WHAT IS REQUIRED
Would you output the whole of the data exactly?

━━━━━ SOURCE DATA ━━━━━

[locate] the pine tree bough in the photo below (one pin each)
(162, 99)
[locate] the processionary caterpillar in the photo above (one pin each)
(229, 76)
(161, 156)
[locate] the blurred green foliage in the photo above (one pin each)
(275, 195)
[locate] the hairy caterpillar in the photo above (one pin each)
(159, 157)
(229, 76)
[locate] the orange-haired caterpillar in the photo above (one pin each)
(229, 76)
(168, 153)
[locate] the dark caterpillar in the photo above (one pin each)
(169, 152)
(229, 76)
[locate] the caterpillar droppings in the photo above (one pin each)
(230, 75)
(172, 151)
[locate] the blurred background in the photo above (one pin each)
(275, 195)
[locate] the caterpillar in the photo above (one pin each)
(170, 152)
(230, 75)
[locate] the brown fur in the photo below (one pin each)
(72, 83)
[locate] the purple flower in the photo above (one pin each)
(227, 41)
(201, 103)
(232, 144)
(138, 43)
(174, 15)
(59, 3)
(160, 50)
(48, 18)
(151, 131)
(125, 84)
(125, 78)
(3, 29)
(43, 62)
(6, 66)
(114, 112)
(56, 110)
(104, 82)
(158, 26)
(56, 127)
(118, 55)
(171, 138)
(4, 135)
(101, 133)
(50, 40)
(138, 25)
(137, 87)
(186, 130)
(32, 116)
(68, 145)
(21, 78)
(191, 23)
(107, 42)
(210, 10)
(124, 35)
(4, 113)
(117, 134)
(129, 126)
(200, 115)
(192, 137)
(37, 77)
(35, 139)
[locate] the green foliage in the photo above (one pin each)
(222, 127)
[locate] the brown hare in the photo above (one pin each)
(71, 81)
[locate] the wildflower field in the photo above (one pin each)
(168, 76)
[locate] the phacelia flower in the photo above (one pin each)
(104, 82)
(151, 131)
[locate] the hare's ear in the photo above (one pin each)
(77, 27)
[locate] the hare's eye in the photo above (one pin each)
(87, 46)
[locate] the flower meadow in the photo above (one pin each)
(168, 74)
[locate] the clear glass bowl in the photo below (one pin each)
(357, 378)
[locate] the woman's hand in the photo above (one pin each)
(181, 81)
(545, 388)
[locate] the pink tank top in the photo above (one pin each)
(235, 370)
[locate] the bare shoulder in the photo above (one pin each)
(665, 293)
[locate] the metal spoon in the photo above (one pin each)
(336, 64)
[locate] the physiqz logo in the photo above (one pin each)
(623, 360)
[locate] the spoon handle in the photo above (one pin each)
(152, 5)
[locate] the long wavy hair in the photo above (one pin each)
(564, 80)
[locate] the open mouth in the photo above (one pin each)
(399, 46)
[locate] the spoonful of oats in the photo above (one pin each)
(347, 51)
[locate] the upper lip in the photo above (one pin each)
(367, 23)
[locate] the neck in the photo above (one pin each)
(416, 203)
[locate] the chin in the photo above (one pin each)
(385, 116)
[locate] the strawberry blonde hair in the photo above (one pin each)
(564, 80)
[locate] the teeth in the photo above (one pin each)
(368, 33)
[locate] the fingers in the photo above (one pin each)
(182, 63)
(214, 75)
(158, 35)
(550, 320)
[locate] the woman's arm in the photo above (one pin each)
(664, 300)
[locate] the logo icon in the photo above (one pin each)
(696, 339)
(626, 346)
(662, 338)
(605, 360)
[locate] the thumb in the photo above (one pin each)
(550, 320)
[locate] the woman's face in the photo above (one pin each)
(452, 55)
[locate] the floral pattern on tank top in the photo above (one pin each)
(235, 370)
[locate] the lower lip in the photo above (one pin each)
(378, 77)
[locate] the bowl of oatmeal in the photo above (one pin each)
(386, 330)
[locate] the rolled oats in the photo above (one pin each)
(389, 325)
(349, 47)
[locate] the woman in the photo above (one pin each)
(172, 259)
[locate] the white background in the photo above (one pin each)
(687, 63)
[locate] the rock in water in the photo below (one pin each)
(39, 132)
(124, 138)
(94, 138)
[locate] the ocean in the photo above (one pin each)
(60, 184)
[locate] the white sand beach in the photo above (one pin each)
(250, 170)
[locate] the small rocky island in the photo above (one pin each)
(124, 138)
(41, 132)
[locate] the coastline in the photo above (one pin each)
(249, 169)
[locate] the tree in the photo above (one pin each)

━━━━━

EXERCISE SOLUTION
[locate] the pine tree bough in the photo below (one pin each)
(162, 99)
[locate] the processionary caterpillar in the photo above (one pin each)
(229, 76)
(161, 156)
[locate] the blurred green foliage in the photo above (one pin each)
(275, 195)
[locate] the hairy caterpillar in the photo above (one pin each)
(159, 157)
(229, 76)
[locate] the orange-haired caterpillar in the photo above (one pin each)
(229, 76)
(168, 153)
[locate] the dark caterpillar in the photo above (one pin each)
(169, 152)
(229, 76)
[locate] the caterpillar droppings in the photo above (one pin each)
(230, 75)
(172, 151)
[locate] the blurred background in the photo above (one pin each)
(275, 195)
[locate] the caterpillar in the photo above (one pin each)
(170, 152)
(230, 75)
[locate] the brown fur in the photo below (one pin each)
(72, 83)
[locate] the purple flower in the photo above (one pin each)
(227, 41)
(201, 103)
(232, 144)
(138, 43)
(174, 15)
(59, 3)
(160, 50)
(48, 18)
(151, 131)
(125, 84)
(125, 78)
(3, 29)
(43, 62)
(6, 66)
(114, 112)
(56, 110)
(104, 82)
(158, 26)
(56, 127)
(118, 55)
(171, 138)
(4, 135)
(101, 133)
(50, 40)
(138, 25)
(137, 87)
(186, 130)
(32, 116)
(68, 145)
(21, 78)
(191, 23)
(107, 42)
(210, 10)
(124, 35)
(4, 113)
(117, 134)
(129, 126)
(200, 115)
(192, 137)
(37, 77)
(35, 139)
[locate] the green foliage in the photo above (one pin each)
(222, 127)
[locate] the brown hare in the photo above (one pin each)
(71, 81)
[locate] the wildflower field in the photo above (one pin each)
(168, 76)
[locate] the phacelia flower in the photo above (one pin each)
(104, 82)
(151, 131)
[locate] the hare's ear in the photo above (one pin each)
(77, 27)
[locate] the hare's eye in the photo above (one pin each)
(87, 46)
[locate] the flower meadow in the photo above (one pin each)
(168, 74)
[locate] the clear glass bowl in the photo below (one pin each)
(357, 378)
[locate] the woman's hand in the photo above (one pin each)
(181, 81)
(545, 388)
[locate] the pink tank top in the photo above (one pin each)
(235, 370)
[locate] the bare shoulder in the photo above (one pin each)
(665, 293)
[locate] the metal spoon in the photo above (one pin each)
(336, 64)
[locate] the physiqz logo in the photo above (one pin each)
(623, 360)
[locate] the spoon handle in the photo above (one pin each)
(152, 5)
[locate] the long wavy hair in the photo above (one pin each)
(564, 80)
[locate] the open mouth in the photo above (one pin each)
(399, 46)
[locate] the spoonful of oats in the photo above (one pin each)
(347, 51)
[locate] the upper lip in the photo above (one pin each)
(367, 23)
[locate] the neck in the photo above (one pin each)
(416, 203)
[locate] the chin in the photo above (one pin each)
(385, 116)
[locate] the strawberry blonde hair in the photo above (one pin each)
(564, 80)
[locate] the teeth in the photo above (one pin each)
(368, 33)
[locate] the fingers in the photo above (one pin each)
(182, 63)
(214, 75)
(158, 35)
(550, 320)
[locate] the woman's arm in the photo above (one pin each)
(664, 300)
[locate] the logo icon in the photo above (one pin each)
(696, 339)
(626, 346)
(662, 338)
(605, 360)
[locate] the thumb in the photo above (one pin each)
(550, 320)
[locate] the woman's face in the photo above (one pin each)
(452, 55)
[locate] the floral pattern on tank top in the photo above (one pin each)
(235, 370)
[locate] the lower lip in the photo above (one pin each)
(378, 77)
[locate] the bowl of oatmeal in the photo above (one pin each)
(386, 330)
[locate] the rolled oats in the photo above (one pin each)
(389, 325)
(349, 47)
[locate] the woman in the photo above (one pin each)
(172, 259)
[locate] the white background in the photo above (one pin each)
(687, 63)
[locate] the rock in water in the photo below (one pin each)
(39, 132)
(124, 138)
(94, 138)
[locate] the ocean in the photo above (one pin each)
(60, 184)
[locate] the white sand beach in the photo above (one pin each)
(250, 170)
[locate] the small rocky island in the photo above (one pin each)
(124, 138)
(41, 132)
[locate] the coastline in the photo above (one pin each)
(249, 169)
[locate] the tree in the photo above (one pin each)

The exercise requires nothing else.